Dataset entries ▸
►

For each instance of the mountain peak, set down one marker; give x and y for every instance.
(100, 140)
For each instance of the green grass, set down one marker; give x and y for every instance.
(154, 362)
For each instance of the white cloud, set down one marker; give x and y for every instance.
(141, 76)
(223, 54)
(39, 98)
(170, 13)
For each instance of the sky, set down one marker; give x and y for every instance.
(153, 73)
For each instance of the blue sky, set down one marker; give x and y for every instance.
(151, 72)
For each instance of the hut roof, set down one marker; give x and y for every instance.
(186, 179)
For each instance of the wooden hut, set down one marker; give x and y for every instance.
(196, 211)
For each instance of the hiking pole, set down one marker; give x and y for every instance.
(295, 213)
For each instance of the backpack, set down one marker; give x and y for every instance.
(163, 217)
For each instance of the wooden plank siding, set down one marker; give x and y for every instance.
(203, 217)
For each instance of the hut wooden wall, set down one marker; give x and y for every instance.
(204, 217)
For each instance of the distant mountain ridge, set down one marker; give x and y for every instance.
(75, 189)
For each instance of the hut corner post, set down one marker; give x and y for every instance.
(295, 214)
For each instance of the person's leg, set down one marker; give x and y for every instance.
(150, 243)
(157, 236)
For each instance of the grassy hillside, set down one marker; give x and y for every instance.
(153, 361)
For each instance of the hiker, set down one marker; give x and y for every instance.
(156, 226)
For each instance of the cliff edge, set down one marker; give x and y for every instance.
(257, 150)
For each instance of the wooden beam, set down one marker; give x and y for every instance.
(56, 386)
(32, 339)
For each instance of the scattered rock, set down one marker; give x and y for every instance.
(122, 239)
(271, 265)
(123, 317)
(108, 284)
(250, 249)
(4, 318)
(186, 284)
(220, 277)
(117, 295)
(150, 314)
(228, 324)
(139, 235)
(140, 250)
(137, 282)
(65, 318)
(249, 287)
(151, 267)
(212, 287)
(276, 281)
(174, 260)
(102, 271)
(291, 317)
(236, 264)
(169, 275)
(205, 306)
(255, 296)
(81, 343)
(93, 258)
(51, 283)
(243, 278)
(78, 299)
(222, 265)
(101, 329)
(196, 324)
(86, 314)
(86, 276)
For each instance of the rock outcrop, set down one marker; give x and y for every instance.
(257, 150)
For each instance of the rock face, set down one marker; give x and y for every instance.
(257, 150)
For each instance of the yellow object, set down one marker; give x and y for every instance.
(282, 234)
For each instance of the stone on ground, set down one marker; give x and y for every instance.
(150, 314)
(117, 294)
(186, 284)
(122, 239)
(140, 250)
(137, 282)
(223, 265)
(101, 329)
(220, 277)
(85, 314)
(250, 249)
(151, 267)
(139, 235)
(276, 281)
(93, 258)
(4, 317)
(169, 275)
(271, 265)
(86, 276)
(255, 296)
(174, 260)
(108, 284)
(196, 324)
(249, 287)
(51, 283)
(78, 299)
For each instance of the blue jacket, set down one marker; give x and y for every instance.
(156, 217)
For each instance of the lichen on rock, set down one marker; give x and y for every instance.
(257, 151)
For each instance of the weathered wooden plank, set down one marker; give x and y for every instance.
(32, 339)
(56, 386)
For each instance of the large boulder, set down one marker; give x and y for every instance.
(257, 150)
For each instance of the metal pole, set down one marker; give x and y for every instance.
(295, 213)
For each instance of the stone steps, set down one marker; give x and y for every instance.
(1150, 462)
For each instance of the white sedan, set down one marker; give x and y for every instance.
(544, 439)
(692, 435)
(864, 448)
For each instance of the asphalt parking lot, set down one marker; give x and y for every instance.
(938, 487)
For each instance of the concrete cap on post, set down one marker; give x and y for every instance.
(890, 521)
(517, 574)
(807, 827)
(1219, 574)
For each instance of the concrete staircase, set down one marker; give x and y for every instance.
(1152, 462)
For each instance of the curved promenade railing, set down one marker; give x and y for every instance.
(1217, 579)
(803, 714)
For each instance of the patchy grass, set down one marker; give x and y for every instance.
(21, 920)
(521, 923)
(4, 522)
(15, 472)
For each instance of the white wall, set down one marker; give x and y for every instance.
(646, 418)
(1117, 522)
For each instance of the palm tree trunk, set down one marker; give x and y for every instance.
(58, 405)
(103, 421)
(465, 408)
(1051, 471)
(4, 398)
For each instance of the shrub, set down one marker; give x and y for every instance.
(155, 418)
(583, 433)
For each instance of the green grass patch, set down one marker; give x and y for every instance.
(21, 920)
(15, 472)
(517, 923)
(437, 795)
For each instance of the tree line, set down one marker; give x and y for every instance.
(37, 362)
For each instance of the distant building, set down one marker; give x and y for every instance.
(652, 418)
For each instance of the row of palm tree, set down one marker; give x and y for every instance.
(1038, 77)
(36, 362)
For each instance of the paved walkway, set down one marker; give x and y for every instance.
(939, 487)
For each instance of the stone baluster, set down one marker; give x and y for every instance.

◄

Stated task ▸ Each line above must be reproduced exactly as it stands.

Solution to the exercise ▸
For each instance of the mountain peak, set down one marker; give x and y for every instance.
(100, 140)
For each instance of the green grass, set down one marker; give x and y for every instance.
(154, 362)
For each instance of the white cloud, set down one marker; give x and y for every instance.
(141, 76)
(223, 54)
(39, 98)
(170, 13)
For each instance of the sky, set down one marker; give x and y for every instance.
(153, 73)
For each instance of the blue sky, set down one marker; give x and y for every instance.
(151, 72)
For each instance of the hut roof, set down one marker; give x and y for every instance.
(186, 179)
For each instance of the wooden hut, set down one marker; give x and y for every instance.
(196, 211)
For each instance of the hiking pole, set down one marker; give x and y for every instance.
(295, 213)
For each instance of the backpack, set down one marker; give x and y for every instance.
(163, 217)
For each instance of the wooden plank siding, set down one marker; give x and y for every instance.
(203, 217)
For each instance of the hut wooden wall, set down one marker; give x and y for every instance.
(204, 217)
For each instance of the distant mountain ridge, set down one marker; give x and y for every instance.
(75, 189)
For each instance of the hut corner post, set down one marker; give x and y for every instance.
(295, 214)
For each instance of the person's leg, set down one marker; give x and y for every instance.
(150, 243)
(157, 236)
For each instance of the grassy hillside, set down one marker; give x and y for every instance.
(153, 361)
For each instance of the hiker, set down one marker; give x and y for every instance.
(156, 226)
For each instance of the cliff edge, set down one marker; give x and y for every instance.
(257, 150)
For each instance of the wooden beam, set down one marker; give x and y for every instance.
(56, 386)
(32, 339)
For each instance of the scattered rock, set down one marker; give x and y for every instance.
(122, 239)
(271, 265)
(123, 317)
(108, 284)
(250, 249)
(4, 318)
(186, 284)
(220, 277)
(117, 295)
(150, 314)
(228, 324)
(139, 235)
(140, 250)
(137, 282)
(65, 318)
(249, 287)
(151, 267)
(212, 287)
(276, 281)
(174, 260)
(102, 271)
(291, 317)
(236, 264)
(169, 275)
(205, 306)
(255, 296)
(81, 343)
(93, 258)
(51, 283)
(243, 278)
(78, 299)
(222, 265)
(101, 329)
(196, 324)
(86, 314)
(86, 276)
For each instance of the rock outcrop, set down one marker; give x and y for every instance.
(257, 150)
For each instance of the rock face, set down one marker; give x and y for every instance.
(257, 150)
For each instance of the yellow object, set down one marker; give x and y for every instance.
(282, 234)
For each instance of the stone on ground, set down one marker; give x and y for every instance.
(150, 314)
(117, 294)
(186, 284)
(122, 239)
(140, 250)
(137, 282)
(223, 265)
(101, 329)
(220, 277)
(85, 314)
(250, 249)
(151, 267)
(139, 235)
(276, 281)
(93, 258)
(4, 317)
(169, 275)
(271, 265)
(86, 276)
(255, 296)
(174, 260)
(108, 284)
(196, 324)
(249, 287)
(51, 283)
(78, 299)
For each instance of the blue jacket, set down one marker; give x and y for every instance.
(156, 217)
For each instance of the lichen on rock, set down one marker; give x and y for every instance.
(257, 151)
For each instance of the weathered wooden plank, set down one marker; give x and y for every instance.
(32, 339)
(56, 386)
For each instance of the large boulder, set down one marker; give x and y for every instance.
(257, 150)
For each instance of the metal pole, set down one marker; give x and y for every instance.
(295, 213)
For each instance of the stone steps, set down one marker; give x and y for every instance.
(1150, 462)
For each instance of the white sedan, set down one marker; give x and y for every instance.
(544, 439)
(692, 435)
(864, 448)
For each instance of the asphalt parking lot, set down one marker; give x and y for every instance.
(938, 487)
For each instance of the concrete cap on post, set down one marker; give x and y for every instance.
(890, 521)
(517, 574)
(807, 827)
(1219, 574)
For each instance of the concrete staircase, set down one marker; give x and y for every instance.
(1152, 462)
For each instance of the curved promenade railing, set down one marker; give x and y for every instance.
(1217, 579)
(803, 714)
For each instance of the patchy grass, set down one marker; give x and y for every instance.
(21, 920)
(521, 923)
(4, 522)
(15, 472)
For each instance of the white wall, set down one marker; give x and y for every instance.
(646, 418)
(1117, 522)
For each instance of the palm tree trunk, set down one marker; give x and y for every instance.
(58, 405)
(103, 421)
(465, 408)
(1051, 471)
(4, 398)
For each instance of the shrub, set down one marker; give x and y for every instance.
(155, 418)
(583, 433)
For each instance of the green grass patch, set down one marker; give x and y for every instance.
(21, 920)
(15, 472)
(517, 923)
(437, 795)
For each instance of the tree line, set down one marker; give x and y for every instance.
(37, 362)
For each instance of the distant building, set down one marker; give x and y for every instance.
(652, 418)
For each instance of the row of palm tree, set down one marker; give x and y for every instance.
(1038, 77)
(36, 362)
For each instance of the paved walkway, set down one marker; give x and y for every instance.
(939, 487)
For each instance of the stone baluster, set down one marker; give x and y for every instance.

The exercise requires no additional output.